Problem statement
Copy the lines below exactly, starting at the line that contains "Target: stone arch" and stopping after the last line, and include no other lines.
**** Data extract
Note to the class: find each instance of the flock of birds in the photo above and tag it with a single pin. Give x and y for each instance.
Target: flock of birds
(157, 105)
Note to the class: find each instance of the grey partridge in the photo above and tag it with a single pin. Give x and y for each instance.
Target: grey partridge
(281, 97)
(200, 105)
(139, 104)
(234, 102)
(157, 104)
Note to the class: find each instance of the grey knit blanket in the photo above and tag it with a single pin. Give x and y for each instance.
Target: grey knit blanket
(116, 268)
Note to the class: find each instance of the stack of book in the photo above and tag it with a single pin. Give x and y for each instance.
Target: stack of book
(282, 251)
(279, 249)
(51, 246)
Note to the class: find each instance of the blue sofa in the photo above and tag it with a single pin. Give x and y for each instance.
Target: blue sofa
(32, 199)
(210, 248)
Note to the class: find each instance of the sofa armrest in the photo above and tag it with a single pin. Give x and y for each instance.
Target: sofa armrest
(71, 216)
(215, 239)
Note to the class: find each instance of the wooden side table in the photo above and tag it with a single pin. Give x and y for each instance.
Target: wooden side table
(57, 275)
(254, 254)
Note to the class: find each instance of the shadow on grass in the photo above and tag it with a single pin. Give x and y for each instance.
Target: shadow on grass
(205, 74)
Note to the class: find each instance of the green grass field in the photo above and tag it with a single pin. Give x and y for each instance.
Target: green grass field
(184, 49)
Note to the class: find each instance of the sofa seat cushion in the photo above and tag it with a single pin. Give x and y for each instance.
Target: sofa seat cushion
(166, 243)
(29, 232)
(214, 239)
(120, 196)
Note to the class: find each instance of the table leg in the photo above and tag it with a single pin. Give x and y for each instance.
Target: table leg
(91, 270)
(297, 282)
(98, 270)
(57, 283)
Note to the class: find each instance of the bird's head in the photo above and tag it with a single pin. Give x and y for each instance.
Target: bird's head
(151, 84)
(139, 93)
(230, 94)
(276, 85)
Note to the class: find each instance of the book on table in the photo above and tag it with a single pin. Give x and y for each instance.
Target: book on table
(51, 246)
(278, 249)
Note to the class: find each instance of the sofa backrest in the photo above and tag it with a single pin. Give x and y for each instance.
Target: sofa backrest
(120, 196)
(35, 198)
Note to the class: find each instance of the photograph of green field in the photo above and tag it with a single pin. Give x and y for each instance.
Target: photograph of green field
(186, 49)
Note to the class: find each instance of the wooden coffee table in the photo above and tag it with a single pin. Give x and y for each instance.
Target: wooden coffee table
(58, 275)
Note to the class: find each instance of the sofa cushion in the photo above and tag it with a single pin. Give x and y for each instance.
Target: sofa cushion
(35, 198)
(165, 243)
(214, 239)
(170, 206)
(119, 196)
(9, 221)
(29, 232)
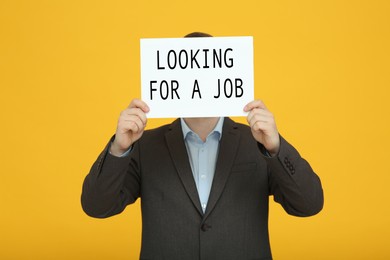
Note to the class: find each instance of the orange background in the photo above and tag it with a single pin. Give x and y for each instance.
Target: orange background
(69, 67)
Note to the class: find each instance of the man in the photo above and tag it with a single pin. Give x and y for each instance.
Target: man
(204, 183)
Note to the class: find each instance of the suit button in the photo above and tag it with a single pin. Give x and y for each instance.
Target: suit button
(205, 227)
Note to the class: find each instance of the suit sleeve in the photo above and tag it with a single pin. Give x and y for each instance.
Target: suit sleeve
(293, 183)
(112, 183)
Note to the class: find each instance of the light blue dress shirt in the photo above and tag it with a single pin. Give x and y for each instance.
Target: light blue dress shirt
(203, 158)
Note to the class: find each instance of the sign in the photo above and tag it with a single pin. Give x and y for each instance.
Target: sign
(197, 77)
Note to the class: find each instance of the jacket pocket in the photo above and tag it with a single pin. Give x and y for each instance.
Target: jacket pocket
(244, 167)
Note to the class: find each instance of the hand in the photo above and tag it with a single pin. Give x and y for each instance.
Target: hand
(131, 125)
(263, 126)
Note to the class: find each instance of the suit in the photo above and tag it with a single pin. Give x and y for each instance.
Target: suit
(235, 223)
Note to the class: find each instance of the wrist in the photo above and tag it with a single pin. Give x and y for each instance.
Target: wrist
(116, 150)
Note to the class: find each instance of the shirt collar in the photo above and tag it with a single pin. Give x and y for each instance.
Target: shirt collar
(186, 129)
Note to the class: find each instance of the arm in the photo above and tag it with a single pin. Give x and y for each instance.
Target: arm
(113, 181)
(291, 180)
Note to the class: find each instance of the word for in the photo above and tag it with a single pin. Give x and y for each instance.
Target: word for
(214, 58)
(169, 89)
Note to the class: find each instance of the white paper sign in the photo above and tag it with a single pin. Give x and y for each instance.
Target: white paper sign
(197, 77)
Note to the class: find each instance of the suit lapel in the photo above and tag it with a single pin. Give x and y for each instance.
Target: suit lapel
(176, 146)
(227, 152)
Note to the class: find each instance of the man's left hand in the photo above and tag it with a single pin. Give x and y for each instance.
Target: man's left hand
(263, 126)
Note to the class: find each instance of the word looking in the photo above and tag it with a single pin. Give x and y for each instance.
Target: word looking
(208, 58)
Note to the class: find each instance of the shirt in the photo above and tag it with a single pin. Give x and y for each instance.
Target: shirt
(203, 158)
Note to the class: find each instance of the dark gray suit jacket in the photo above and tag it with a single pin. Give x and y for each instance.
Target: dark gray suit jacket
(235, 224)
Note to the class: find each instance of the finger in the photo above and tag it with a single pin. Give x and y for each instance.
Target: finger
(255, 104)
(131, 123)
(259, 112)
(137, 112)
(138, 103)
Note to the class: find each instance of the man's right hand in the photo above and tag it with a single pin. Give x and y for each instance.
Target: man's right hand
(131, 125)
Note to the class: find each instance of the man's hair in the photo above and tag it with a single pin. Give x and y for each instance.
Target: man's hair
(197, 34)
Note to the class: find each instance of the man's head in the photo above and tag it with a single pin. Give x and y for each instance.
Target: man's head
(197, 34)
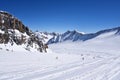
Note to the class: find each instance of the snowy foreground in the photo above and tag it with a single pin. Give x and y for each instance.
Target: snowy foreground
(95, 59)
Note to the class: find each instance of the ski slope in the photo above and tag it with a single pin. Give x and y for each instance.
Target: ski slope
(95, 59)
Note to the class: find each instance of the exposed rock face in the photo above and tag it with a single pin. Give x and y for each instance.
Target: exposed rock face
(13, 31)
(77, 36)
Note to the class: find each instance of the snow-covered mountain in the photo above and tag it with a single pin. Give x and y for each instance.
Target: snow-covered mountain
(14, 35)
(77, 36)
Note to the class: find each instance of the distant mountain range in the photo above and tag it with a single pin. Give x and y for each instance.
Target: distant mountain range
(77, 36)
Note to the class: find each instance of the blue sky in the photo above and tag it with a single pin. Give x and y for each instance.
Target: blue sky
(61, 15)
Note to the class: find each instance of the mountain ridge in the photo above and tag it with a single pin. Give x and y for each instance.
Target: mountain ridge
(75, 35)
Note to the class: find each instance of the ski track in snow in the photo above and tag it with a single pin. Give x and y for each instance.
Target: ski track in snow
(91, 60)
(105, 69)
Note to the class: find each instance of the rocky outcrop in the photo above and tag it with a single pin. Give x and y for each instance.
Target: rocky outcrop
(13, 31)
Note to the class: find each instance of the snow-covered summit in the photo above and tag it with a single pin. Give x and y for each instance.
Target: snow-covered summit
(77, 36)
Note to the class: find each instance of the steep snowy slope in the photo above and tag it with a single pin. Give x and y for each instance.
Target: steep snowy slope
(14, 33)
(94, 59)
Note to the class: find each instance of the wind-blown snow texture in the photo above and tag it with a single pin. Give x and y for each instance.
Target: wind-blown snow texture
(94, 59)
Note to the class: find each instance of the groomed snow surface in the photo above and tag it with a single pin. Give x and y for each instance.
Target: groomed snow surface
(95, 59)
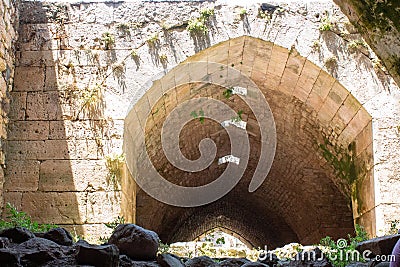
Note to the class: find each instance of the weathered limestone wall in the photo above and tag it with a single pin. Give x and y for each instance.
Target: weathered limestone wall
(81, 66)
(379, 23)
(8, 37)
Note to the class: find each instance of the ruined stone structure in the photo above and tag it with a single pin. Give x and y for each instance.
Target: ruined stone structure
(91, 78)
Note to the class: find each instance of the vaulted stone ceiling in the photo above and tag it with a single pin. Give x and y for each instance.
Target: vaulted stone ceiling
(301, 199)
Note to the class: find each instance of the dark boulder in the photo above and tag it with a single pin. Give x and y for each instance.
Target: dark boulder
(125, 261)
(269, 259)
(233, 262)
(313, 258)
(4, 242)
(202, 261)
(169, 260)
(17, 234)
(38, 251)
(58, 235)
(255, 264)
(8, 258)
(135, 242)
(378, 246)
(99, 256)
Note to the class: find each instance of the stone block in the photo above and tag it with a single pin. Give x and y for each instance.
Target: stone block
(103, 206)
(73, 175)
(28, 130)
(277, 63)
(60, 208)
(53, 149)
(38, 58)
(43, 106)
(18, 105)
(356, 125)
(306, 81)
(22, 175)
(28, 79)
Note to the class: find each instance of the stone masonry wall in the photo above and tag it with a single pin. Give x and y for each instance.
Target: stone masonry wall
(8, 36)
(80, 67)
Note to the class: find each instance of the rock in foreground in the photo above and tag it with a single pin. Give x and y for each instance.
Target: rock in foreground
(135, 241)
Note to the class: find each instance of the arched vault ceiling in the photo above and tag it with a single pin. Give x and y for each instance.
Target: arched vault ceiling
(301, 198)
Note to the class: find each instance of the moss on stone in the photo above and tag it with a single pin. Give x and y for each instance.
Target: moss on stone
(378, 15)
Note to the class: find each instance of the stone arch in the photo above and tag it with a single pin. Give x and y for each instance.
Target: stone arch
(306, 198)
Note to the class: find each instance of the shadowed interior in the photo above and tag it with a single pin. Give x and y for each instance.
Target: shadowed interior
(302, 199)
********
Exercise result
Target: stone arch
(306, 198)
Note to the class: find each instance of the shadowed interior in the photo above and tag it with a single pin. Give x and y for each instance.
Target: shadowed interior
(302, 199)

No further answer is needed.